** EXERCISE PASSAGE follows **

As an American, one thing I will say about Europeans is they have an evolved sense of style. I took this in central Bologna around noon while I was busy snapping pictures of people. Most of my people pictures were not very good but this one I liked. It makes me think of the differences between Europeans and Americans.
I could have spent my time taking pictures of the architecture and ancient landmarks, but the Europeans and their culture intrigue me. It’s instructive to observe how they carry themselves in everyday settings. By taking pictures of people in different places I am recording something a little more ephemeral than a ninth century church. Not that there’s anything wrong with ninth century churches.
If you walk around and observe things around you, interesting things appear, they happen all the time. This lady has a delightful style and, she’s using a bike. The scene is reminiscent of something I’d expect to see in a fashion ad.
If I saw something this in the little town in Florida where I live I would know for certain that hell had frozen over. But here in Italy a fashionable lifestyle is as common as an ancient church.
I wasn’t in Venice long but managed to walk along the city edges one afternoon where I saw things resembling normal life. If you stray away from the main square you eventually end up in areas were things are a little quieter. I have no idea who this man is, but looking at this several weeks later reminded me of what I was thinking about at the time.
Amongst the canals and stone houses are things like a grocery store, a florist and a hospital. I saw city workers picking up the trash. It was those kinds of domestic norms that I found oddly comforting. Walking through an unfamiliar environment can be a disorienting until you recognize things that we have in common, then it starts to feel a little less foreign.

** End of EXERCISE PASSAGE **
** PROVIDED RECORDS follows **

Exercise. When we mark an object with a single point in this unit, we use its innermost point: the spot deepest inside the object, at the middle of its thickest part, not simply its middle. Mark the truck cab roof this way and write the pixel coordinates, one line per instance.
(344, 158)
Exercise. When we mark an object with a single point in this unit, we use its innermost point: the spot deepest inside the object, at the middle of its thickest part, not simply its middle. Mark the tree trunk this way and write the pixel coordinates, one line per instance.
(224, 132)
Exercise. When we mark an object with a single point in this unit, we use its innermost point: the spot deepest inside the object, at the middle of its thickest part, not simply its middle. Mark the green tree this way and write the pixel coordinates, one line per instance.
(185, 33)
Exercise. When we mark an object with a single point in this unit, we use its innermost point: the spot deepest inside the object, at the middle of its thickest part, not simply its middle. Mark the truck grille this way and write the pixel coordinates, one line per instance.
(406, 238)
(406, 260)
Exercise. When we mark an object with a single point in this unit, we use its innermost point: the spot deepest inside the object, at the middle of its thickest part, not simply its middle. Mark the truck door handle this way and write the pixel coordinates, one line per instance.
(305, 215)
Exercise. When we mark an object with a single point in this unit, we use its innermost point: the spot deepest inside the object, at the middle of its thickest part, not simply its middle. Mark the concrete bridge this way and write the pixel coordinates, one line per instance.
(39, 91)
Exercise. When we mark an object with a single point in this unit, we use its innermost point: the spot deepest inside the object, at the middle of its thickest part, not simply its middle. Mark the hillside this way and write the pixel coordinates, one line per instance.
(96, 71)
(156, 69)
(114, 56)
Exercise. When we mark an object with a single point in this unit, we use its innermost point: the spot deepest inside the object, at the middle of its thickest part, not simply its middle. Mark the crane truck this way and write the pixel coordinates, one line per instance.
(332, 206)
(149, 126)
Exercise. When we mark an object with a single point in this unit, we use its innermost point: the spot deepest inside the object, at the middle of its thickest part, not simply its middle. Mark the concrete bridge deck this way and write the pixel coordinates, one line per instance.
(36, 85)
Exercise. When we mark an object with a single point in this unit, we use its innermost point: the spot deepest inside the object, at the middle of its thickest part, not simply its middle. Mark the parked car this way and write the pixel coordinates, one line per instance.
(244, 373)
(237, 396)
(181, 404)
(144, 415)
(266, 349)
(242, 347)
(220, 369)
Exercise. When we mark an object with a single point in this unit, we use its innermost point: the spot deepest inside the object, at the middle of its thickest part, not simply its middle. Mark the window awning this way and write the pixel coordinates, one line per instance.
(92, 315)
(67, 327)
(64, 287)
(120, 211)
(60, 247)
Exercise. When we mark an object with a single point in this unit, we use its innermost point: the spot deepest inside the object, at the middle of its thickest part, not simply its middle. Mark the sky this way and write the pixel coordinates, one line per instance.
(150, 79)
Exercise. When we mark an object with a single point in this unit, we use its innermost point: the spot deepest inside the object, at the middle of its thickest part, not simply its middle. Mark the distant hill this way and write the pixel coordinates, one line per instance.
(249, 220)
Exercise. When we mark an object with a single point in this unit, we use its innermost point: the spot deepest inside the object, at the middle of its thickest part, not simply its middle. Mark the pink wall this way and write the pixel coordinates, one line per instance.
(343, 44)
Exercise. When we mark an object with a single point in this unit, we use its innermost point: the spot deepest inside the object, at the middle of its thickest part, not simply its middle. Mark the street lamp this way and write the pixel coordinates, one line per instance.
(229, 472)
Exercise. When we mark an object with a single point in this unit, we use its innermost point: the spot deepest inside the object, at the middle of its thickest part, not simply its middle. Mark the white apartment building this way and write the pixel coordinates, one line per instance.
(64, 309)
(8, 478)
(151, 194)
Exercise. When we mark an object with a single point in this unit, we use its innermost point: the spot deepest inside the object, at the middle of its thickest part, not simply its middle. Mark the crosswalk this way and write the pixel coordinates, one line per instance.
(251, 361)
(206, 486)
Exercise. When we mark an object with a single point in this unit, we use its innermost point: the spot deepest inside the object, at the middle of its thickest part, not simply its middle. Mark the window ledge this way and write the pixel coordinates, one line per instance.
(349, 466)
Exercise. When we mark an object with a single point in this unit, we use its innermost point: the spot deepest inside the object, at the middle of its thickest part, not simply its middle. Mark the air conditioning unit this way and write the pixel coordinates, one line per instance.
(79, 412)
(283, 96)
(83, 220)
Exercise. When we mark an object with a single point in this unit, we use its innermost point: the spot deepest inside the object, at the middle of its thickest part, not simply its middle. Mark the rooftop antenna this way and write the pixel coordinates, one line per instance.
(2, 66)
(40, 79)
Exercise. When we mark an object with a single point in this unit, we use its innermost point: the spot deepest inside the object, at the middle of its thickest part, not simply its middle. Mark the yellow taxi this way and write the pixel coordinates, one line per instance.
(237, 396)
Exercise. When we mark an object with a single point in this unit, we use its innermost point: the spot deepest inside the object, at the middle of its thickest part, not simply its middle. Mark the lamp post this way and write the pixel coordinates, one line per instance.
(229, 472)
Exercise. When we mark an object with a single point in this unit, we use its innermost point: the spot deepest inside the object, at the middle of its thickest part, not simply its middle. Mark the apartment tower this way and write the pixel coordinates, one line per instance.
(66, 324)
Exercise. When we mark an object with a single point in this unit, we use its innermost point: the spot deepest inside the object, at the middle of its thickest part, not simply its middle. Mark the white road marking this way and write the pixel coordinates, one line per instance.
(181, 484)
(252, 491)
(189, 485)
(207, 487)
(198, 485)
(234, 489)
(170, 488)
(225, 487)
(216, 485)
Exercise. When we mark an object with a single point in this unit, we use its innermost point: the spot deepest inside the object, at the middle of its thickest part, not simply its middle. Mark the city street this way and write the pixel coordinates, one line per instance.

** End of PROVIDED RECORDS **

→ PROMPT 1: According to the Italy travel passage, at what time of day was the picture in central Bologna taken?
→ PROMPT 2: Summarize the Italy travel passage in two sentences.
→ PROMPT 3: Go on with the Italy travel passage, picking up after its final sentence.
The material above is separate from the Italy travel passage.

→ TASK RESULT 1: Around noon.

→ TASK RESULT 2: The writer, an American, chose to photograph people in Bologna and Venice rather than architecture, finding Europeans' style and everyday conduct intriguing and more ephemeral than ancient landmarks. A stylish woman on a bike looked like a scene from a fashion ad, and on Venice's quieter edges, ordinary things like a grocery store, a hospital and trash collection made the unfamiliar city feel less foreign.

→ TASK RESULT 3:
It’s nice to see the historic squares and cathedrals, but seeing how people live day to day is just as interesting. W all go through the similar routines of life, yet we are also products of our environment, language and culture. So casually observing the interplay of these in a quiet section of town can be just as fulfilling as standing in the middle of St Marks Square.
When I was in Salerno it rained like cats and dogs. Italy had been in a drought that was just broken with a few days of heavy rain. Despite that I was happy to walk around looking for compositions while sheltering under entryways.
I took this during one particularly heavy downpour. I was forced to stay in one spot for an extended period, which in retrospect was a good thing. It’s sometimes better to pick a spot and let the world come to you. If you wait patiently, all kinds of interesting scenes will appear no matter where you are.
This is in an old shopping district of Salerno. The buildings and shops looked like they haven’t changed much in a hundred years. I got the sense that some shop keepers carried on traditions from one generation to the next.
As the rain let up I continued to walk and eventually the narrow streets opened up into a newer section of town. The shops there were brand-name boutiques you’d recognize in any mall. As for me I preferred the character of the old section much more.